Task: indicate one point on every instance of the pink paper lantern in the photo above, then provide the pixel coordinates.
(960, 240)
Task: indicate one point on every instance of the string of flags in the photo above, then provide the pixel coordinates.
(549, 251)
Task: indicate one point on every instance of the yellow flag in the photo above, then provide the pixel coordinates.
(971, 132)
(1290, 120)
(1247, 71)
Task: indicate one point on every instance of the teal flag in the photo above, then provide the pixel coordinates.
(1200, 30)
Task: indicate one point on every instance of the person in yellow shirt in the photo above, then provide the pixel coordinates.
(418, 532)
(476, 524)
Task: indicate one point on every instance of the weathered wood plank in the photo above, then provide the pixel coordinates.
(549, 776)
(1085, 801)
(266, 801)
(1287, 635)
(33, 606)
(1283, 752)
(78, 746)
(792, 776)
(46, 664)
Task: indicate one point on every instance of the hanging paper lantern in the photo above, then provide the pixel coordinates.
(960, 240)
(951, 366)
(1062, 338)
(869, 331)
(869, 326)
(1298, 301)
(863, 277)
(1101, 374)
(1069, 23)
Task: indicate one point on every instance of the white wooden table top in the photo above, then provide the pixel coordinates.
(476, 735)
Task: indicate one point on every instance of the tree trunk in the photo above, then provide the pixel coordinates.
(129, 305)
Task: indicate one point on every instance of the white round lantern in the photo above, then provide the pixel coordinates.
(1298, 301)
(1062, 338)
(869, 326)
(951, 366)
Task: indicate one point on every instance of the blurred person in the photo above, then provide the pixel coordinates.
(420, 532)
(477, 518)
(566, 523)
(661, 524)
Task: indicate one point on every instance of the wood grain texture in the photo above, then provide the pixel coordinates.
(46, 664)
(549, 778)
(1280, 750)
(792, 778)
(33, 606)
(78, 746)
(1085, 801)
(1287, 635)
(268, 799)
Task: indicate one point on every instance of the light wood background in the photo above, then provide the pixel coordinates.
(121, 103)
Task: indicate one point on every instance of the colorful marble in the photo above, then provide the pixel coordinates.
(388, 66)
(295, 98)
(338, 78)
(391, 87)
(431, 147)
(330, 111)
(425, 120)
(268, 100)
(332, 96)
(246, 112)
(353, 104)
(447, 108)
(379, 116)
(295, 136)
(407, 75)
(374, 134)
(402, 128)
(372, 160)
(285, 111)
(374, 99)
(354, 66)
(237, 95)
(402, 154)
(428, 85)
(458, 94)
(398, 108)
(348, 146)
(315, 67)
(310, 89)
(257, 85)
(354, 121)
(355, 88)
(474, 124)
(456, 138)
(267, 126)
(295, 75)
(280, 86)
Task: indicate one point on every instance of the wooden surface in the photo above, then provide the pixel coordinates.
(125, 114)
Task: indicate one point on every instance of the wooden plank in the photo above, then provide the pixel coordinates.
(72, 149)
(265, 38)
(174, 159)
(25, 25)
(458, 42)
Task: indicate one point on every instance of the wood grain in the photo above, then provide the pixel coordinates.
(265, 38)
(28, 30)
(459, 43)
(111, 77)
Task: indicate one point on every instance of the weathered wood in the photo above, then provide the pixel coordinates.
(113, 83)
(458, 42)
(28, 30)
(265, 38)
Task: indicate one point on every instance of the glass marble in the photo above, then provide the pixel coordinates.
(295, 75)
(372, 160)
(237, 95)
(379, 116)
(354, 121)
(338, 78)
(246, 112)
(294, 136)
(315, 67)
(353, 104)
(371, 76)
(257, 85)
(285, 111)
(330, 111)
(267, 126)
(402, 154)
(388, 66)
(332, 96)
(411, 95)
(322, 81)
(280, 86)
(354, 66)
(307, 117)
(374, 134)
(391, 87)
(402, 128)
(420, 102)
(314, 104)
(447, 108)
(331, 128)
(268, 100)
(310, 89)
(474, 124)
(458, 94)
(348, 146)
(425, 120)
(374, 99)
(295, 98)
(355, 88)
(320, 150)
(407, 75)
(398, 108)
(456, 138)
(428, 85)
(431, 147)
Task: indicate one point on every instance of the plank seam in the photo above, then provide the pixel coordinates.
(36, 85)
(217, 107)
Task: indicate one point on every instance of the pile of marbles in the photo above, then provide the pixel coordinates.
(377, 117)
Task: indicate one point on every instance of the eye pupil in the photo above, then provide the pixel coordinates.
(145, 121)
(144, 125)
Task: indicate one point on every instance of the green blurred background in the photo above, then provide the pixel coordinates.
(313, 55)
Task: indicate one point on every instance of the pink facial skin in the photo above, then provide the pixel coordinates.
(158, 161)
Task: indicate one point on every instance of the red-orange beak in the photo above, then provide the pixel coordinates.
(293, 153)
▬▬▬
Required task:
Please rewrite the records above as a two-column CSV whose header row is text,answer, with one row per record. Put each record's text under text and its answer under answer, each in a single quoted field with line breaks replaced by spaces.

Solution to this exercise:
text,answer
"Task: indicate one point on every instance of the pink paper lantern in the photo above, then provide the pixel coordinates.","(960, 240)"
"Task: indicate one point on every instance of the string of flags in the photo above, then provide the pixel coordinates.","(549, 251)"
"Task: indicate one point on every instance of the yellow flag in the photo above, then provide the pixel coordinates.","(971, 132) (1290, 120) (1247, 71)"
"Task: indicate one point on every instance of the teal flag in the photo above, then provide the pixel coordinates.","(1200, 30)"
"Task: indicate one point on every instance of the person in yellow shirt in the photo above, then provide the pixel coordinates.","(418, 532) (476, 524)"
"Task: indicate one point on every instance of the weathered wood plank in the photo above, then provide the pixel coordinates.","(549, 776) (1085, 801) (266, 801) (1287, 635) (33, 606) (1283, 752) (78, 746) (792, 776) (46, 664)"
"Task: indicate one point on every instance of the hanging paper lantern in the photo above, then provide the pixel coordinates.","(960, 240) (951, 366) (1062, 338) (869, 331) (869, 326) (1298, 301) (863, 277) (1101, 374) (1069, 23)"
"Task: indicate one point on every instance of the white wooden table top in the photo above, then provide the pixel coordinates.","(476, 735)"
"Task: indicate one point on every instance of the tree trunk in the photo above, then provide the pixel coordinates.","(129, 305)"
"Task: indicate one point on every instance of the white round lantern in the photo above, then provide the pixel coordinates.","(1298, 301) (1062, 338) (869, 326) (951, 366)"
"Task: indicate one point on every instance of the blurred person in the photo above, then provide the pixel coordinates.","(420, 532) (477, 518) (566, 523) (661, 524)"
"Task: indicate one point on every instance of the wood grain texture in the photo above, then provide the pixel coordinates.","(46, 664) (549, 778) (1280, 750) (792, 778) (33, 606) (78, 746) (1085, 801) (1287, 635) (268, 799)"
"Task: indicate one point on every instance of the light wood background in the photo above, then provide the pixel coordinates.","(121, 103)"
"Task: indicate one point on every instance of the colorful marble in the photo above, then provide the pixel coordinates.","(388, 66) (295, 98) (338, 78) (391, 87) (431, 147) (330, 111) (425, 120) (268, 100) (332, 96) (246, 112) (353, 104) (447, 108) (379, 116) (295, 136) (407, 75) (374, 134) (402, 128) (372, 160) (285, 111) (374, 99) (354, 66) (237, 95) (402, 154) (428, 85) (458, 94) (398, 108) (348, 146) (315, 67) (310, 89) (257, 85) (354, 121) (355, 88) (474, 124) (456, 138) (267, 126) (295, 75) (280, 86)"
"Task: indicate one point on every instance of the wooden surface in the photo above, then provide the pixel coordinates.","(125, 114)"
"Task: indicate one point on every instance of the wooden plank in the photo above, then provide the pixel coordinates.","(72, 149) (265, 38) (174, 159) (25, 25) (458, 42)"
"Task: indicate one point on every instance of the wood grain in the photo above, then provide the pixel coordinates.","(265, 38) (28, 30) (459, 43) (111, 77)"
"Task: indicate one point on every instance of the weathered wood in the photo above, then provide the pixel coordinates.","(113, 83) (458, 42) (28, 30) (265, 38)"
"Task: indicate one point on every instance of the glass marble in the photo above, then provide the pixel coordinates.","(295, 75) (372, 160) (237, 95) (379, 116) (354, 121) (338, 78) (246, 112) (294, 136) (315, 67) (353, 104) (371, 76) (257, 85) (285, 111) (330, 111) (267, 126) (402, 154) (388, 66) (332, 96) (411, 95) (322, 81) (280, 86) (354, 66) (307, 117) (374, 134) (391, 87) (402, 128) (420, 102) (314, 104) (447, 108) (331, 128) (268, 100) (310, 89) (474, 124) (458, 94) (348, 146) (425, 120) (374, 99) (295, 98) (355, 88) (320, 150) (407, 75) (398, 108) (456, 138) (428, 85) (431, 147)"
"Task: indicate one point on every instance of the plank seam in the photo above, then provide the pixel coordinates.","(36, 85) (217, 107)"
"Task: indicate one point on every instance of the pile of marbles in the photo above, then provide the pixel coordinates.","(377, 117)"
"Task: indicate one point on every instance of the eye pupil in the photo above, then provide the pixel coordinates.","(145, 121) (144, 125)"
"Task: indicate one point on every instance of the green blurred background in the photo above, then provide the pixel coordinates.","(313, 55)"
"Task: indicate one point on every instance of the pink facial skin in the photo above, then provide the pixel coordinates.","(158, 161)"
"Task: indicate one point on every instance of the red-orange beak in the photo above, then provide the pixel coordinates.","(293, 153)"